------ AVAILABLE RECORDS ------
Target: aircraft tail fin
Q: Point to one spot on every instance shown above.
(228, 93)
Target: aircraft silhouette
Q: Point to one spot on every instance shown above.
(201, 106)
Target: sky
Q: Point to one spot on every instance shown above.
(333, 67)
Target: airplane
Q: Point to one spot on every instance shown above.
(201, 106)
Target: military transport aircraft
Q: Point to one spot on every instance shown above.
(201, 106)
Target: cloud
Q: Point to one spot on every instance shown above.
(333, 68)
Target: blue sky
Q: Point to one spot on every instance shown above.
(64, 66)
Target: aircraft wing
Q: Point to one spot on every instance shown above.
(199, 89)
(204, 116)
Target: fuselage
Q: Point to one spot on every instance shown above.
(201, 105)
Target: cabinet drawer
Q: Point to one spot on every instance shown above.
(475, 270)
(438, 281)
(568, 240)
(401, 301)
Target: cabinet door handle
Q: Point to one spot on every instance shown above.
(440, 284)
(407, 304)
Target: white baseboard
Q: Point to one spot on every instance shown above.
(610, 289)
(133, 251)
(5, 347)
------
------ AVAILABLE RECORDS ------
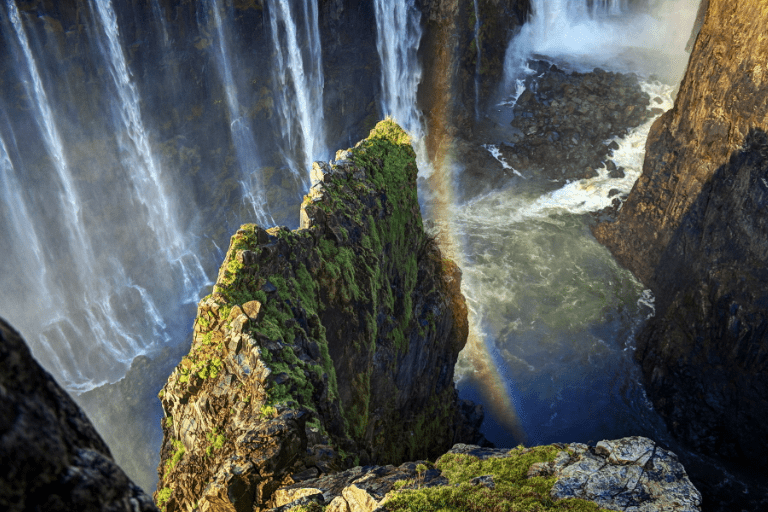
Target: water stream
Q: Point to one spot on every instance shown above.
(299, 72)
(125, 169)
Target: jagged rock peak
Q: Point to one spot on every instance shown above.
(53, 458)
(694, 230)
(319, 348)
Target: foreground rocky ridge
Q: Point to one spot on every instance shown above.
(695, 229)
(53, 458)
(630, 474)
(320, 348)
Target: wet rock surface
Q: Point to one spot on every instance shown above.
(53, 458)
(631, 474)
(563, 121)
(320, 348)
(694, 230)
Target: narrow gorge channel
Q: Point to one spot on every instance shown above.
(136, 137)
------
ASSIGNED TASK - For this exercise, find all lines in the records containing the word "aircraft" and copy them.

EXERCISE RESPONSE -
Target: aircraft tail fin
Target: aircraft silhouette
Target: military transport aircraft
Target: aircraft wing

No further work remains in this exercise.